Segment Start: Exercise input

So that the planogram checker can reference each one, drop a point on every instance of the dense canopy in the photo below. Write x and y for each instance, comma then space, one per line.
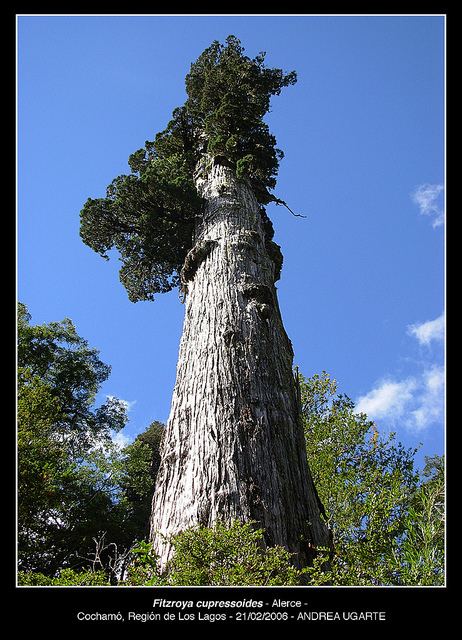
149, 215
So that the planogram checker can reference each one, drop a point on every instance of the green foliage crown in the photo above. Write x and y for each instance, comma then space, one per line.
149, 215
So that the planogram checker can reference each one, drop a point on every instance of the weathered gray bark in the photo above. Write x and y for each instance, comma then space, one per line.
234, 446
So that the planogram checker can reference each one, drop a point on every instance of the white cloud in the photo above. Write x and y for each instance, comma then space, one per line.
388, 400
426, 197
120, 440
415, 403
428, 331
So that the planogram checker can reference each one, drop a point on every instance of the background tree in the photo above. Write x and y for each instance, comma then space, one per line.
386, 519
65, 488
190, 213
420, 554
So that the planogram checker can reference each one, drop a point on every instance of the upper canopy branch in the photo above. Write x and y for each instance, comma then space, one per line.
149, 216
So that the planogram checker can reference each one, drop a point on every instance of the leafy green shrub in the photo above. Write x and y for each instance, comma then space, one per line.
217, 556
65, 578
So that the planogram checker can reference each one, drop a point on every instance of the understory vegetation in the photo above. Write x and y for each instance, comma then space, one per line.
84, 502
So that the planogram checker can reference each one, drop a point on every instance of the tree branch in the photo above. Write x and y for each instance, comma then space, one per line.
278, 201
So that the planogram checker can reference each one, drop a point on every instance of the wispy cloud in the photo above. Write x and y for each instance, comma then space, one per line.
128, 404
426, 332
430, 402
388, 399
416, 402
426, 197
121, 440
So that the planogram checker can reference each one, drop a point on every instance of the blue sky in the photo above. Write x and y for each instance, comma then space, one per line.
362, 287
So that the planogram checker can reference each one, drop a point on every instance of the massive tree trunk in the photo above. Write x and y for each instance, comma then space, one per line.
234, 445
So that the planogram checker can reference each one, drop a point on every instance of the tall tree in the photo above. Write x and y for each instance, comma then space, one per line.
191, 213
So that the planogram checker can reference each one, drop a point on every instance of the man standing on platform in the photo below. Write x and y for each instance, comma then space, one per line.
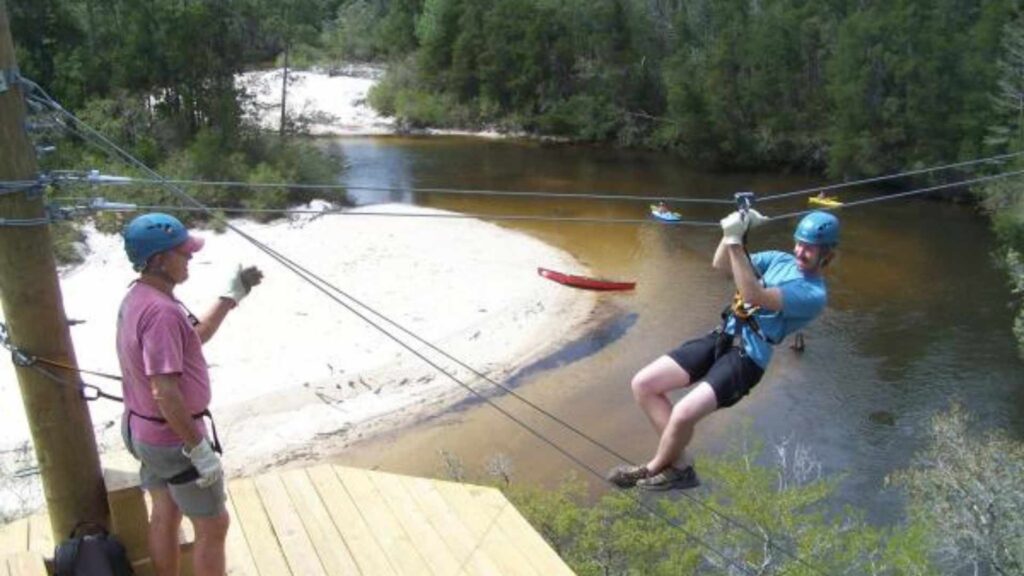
167, 393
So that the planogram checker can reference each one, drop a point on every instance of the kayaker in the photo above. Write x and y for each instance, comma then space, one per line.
167, 393
777, 294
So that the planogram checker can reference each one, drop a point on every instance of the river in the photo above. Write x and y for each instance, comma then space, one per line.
919, 317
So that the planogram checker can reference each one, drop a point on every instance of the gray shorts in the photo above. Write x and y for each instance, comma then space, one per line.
162, 462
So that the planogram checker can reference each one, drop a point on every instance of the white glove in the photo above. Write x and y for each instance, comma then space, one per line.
734, 227
242, 283
207, 463
756, 218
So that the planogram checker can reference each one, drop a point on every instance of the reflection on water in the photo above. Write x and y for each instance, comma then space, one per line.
586, 345
918, 315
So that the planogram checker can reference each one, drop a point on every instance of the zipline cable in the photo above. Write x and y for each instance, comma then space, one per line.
521, 217
444, 191
571, 196
442, 215
771, 197
946, 186
326, 287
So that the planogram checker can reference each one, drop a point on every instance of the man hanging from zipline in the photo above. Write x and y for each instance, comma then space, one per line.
777, 293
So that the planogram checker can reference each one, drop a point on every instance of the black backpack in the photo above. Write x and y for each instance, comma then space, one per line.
95, 553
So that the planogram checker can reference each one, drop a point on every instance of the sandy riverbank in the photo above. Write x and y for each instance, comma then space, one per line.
295, 375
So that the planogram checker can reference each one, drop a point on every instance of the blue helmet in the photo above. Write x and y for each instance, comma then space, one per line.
819, 229
152, 234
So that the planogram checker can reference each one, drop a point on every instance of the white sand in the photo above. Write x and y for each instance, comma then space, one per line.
295, 376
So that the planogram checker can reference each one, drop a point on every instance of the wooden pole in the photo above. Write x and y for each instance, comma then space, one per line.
58, 417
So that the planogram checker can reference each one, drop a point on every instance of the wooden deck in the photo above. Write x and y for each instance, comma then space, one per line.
335, 520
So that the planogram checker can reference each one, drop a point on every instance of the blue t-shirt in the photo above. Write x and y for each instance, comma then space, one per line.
803, 299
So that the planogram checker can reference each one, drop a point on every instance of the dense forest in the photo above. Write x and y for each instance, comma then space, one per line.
844, 88
838, 87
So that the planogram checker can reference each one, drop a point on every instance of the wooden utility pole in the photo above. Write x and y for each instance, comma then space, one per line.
58, 417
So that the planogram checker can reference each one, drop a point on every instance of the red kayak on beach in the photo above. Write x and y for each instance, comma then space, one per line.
584, 282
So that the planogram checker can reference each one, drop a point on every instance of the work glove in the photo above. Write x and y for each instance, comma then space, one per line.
207, 463
756, 218
242, 283
734, 227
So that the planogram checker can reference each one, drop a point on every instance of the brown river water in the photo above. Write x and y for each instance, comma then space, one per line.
919, 317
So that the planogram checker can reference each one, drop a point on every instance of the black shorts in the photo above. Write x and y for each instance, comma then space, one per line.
729, 371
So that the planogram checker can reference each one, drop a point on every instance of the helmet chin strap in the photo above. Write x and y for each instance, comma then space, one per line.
159, 273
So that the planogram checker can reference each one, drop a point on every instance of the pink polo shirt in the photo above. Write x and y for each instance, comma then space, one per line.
155, 337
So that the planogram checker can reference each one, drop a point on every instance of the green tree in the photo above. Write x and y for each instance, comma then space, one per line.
782, 509
967, 488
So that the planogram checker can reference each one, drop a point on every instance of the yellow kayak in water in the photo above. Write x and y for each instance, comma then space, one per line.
827, 202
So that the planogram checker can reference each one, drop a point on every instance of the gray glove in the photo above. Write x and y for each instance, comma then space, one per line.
756, 218
207, 463
242, 283
734, 227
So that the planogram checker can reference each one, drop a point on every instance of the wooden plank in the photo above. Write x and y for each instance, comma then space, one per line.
483, 524
428, 542
295, 543
41, 534
14, 537
326, 538
240, 559
26, 563
457, 535
521, 534
346, 518
383, 524
258, 531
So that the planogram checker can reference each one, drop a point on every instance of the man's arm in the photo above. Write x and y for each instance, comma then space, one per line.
172, 408
210, 322
721, 259
747, 281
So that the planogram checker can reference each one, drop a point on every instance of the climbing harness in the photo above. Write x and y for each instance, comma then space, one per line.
90, 393
743, 313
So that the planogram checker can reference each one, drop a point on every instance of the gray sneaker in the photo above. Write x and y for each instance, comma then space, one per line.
671, 479
627, 476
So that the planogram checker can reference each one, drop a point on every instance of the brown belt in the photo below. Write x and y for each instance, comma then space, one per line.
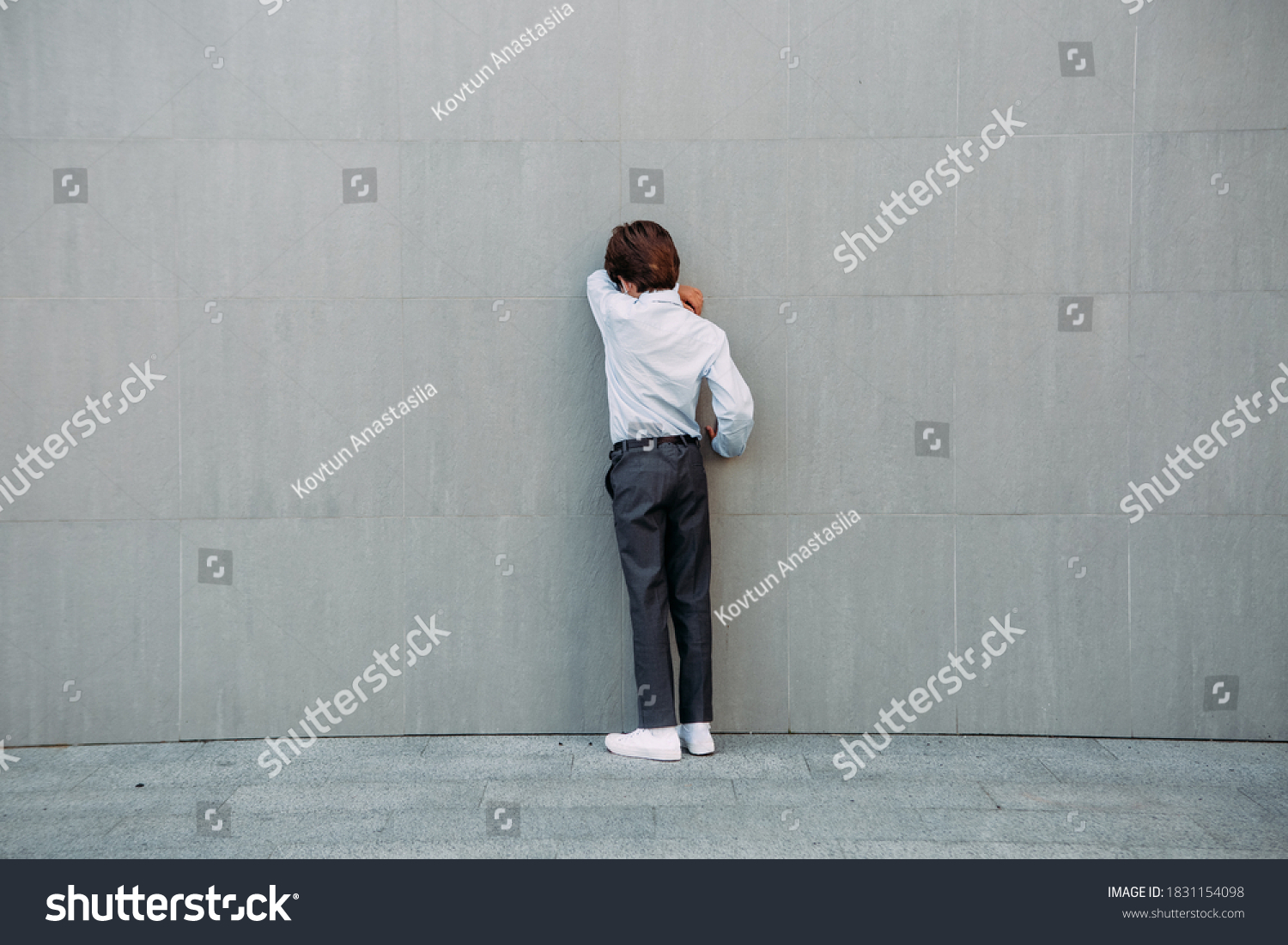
643, 443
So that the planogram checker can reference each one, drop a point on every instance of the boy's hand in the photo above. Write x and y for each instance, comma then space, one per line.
692, 299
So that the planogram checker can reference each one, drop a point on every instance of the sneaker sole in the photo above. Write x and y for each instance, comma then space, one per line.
685, 746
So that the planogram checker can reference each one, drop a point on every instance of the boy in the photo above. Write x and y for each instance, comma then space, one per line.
656, 353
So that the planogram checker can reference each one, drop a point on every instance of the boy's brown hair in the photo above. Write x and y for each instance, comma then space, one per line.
643, 252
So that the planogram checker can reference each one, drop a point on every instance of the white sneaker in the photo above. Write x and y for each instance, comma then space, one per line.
696, 738
659, 744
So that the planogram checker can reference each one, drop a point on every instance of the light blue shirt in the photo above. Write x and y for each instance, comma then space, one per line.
656, 354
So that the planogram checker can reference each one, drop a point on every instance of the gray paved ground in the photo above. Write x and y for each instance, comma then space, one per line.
760, 796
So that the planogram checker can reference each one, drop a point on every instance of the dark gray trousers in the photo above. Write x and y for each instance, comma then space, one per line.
664, 536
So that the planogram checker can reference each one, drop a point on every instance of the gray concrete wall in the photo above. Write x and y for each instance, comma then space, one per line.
164, 581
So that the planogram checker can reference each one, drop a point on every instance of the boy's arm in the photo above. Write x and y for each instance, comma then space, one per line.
600, 291
692, 299
731, 399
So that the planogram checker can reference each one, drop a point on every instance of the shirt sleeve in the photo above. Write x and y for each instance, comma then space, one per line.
600, 290
731, 399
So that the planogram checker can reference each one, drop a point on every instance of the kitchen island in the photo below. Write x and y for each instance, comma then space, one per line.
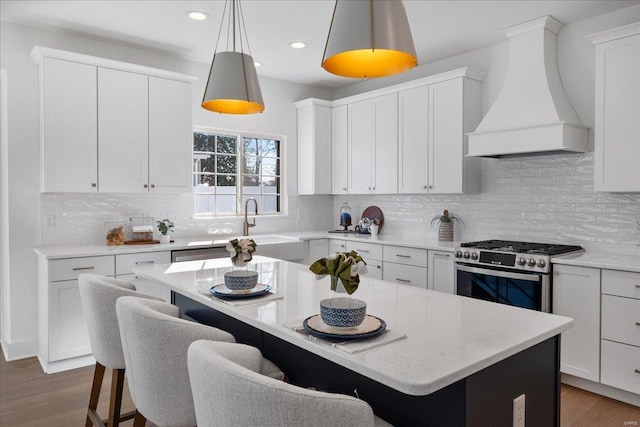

Segment End: Exercise input

What the exercise asks: Write out the lines of the listing from the one that holds "of the dark" to the very last line, both included, exactly as they appear and without any pictures.

Reply:
So that the planogram checker can reference each one, drop a point on every instance of the dark gray trousers in the photo above. Write x and y for each instance, comma then space, one per line.
664, 536
So that the planogram checker can reference each one, drop a point on every instance of the gray concrete wall in the photo above. Write x and y for each instance, comma then space, one per line.
164, 581
So that the planogram checker can reference each one, drop a point on every instance of the boy's arm in the photo above. Write x and y for each instance, comma then space, one per line.
600, 291
692, 299
731, 399
So that the planogram checker can reference each one, drop a point on every instance of the shirt sleeve in the photo above. Write x and y for each instance, comma then space, one per line.
600, 290
731, 399
So that the planogram checker can reference each one, drop a point on every instance of the kitchen island in the photo below. Write x and y for each instance, comma then space, one per line.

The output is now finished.